■ Records for processing ■
────────────────────

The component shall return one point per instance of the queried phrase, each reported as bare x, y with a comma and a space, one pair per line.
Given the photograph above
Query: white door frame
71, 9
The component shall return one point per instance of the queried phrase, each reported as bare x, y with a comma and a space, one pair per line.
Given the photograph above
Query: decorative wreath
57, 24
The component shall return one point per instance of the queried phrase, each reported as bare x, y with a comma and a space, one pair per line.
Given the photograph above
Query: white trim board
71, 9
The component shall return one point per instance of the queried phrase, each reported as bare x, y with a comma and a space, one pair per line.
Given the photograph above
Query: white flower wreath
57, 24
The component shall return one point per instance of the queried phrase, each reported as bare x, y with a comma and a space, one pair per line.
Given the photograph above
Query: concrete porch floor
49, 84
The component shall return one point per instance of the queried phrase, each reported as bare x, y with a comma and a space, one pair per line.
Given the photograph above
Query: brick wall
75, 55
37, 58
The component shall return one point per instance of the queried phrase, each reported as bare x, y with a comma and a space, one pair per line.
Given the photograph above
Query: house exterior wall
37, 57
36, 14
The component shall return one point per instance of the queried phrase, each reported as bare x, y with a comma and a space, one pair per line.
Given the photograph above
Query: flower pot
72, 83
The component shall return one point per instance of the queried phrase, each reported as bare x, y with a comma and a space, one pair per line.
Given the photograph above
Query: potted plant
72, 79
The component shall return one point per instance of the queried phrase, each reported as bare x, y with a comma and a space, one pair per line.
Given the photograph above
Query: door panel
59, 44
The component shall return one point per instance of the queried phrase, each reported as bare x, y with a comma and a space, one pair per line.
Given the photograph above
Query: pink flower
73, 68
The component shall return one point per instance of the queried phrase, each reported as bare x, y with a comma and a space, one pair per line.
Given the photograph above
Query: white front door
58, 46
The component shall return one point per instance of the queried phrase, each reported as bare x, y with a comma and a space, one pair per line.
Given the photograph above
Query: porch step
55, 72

────────────────────

■ Problem details ■
Quote the listing in full, please, keeping every line exact.

■ Your solution ■
The component shall return one point per instance of the queried phrase, each reported as bare x, y with a comma and a space, one pair per line.
Given the photograph above
Query: white door frame
71, 9
The component shall return one point per instance of the queried phrase, each reported as bare x, y with a comma and a space, one pair per line.
Given the photograph above
Query: decorative wreath
57, 24
The component shall return one point per instance of the queried phrase, each reported as bare x, y with a comma and a space, one pair per line.
Given the photograph above
Query: white trim board
71, 9
The component shall return one point per instance of the queried phrase, each reported as bare x, y with a comma and a space, one pair per line.
Given the photograph above
Query: white flower wreath
57, 24
The component shall return one point per instance of the queried phrase, each reported as bare x, y with a comma and a space, one pair per line.
Given the photograph above
Query: concrete porch floor
49, 84
The component shall return one point per instance of the queried phrase, each reported as bare x, y with a comma and a space, one pair per line.
Given the photograph above
Query: brick wall
75, 55
37, 58
The component shall return one point per instance of the queried phrase, each reported as bare x, y with a comma and a space, one pair per line.
Given the photograph above
Query: house exterior wall
37, 57
36, 14
The component shall return one point per instance of the queried phrase, each reported as bare x, y with a comma and a space, one pair per line.
Given the photograph above
Query: flower pot
72, 83
The component shall return one point per instance of the queried phrase, each reported as bare x, y with a comma and a space, one pair per line.
Given the photograph above
Query: potted plant
72, 79
The component shall return one point per instance of the queried phrase, each reported as bare x, y with a comma and a space, one pair per line.
Given the photograph above
Query: door panel
59, 44
The component shall return one point per instance of the queried phrase, each reported as bare x, y with a comma and a space, one pair per line.
Given the photograph above
Query: pink flower
73, 68
The component shall return one point per instance of the queried phrase, each reported as bare x, y with a comma and a space, one pair per line.
Given the photograph above
Query: white front door
58, 46
The component shall return one point per instance of the queried phrase, each reported as bare x, y with a comma and a space, one pair per line.
Given the photograph above
Query: porch step
55, 72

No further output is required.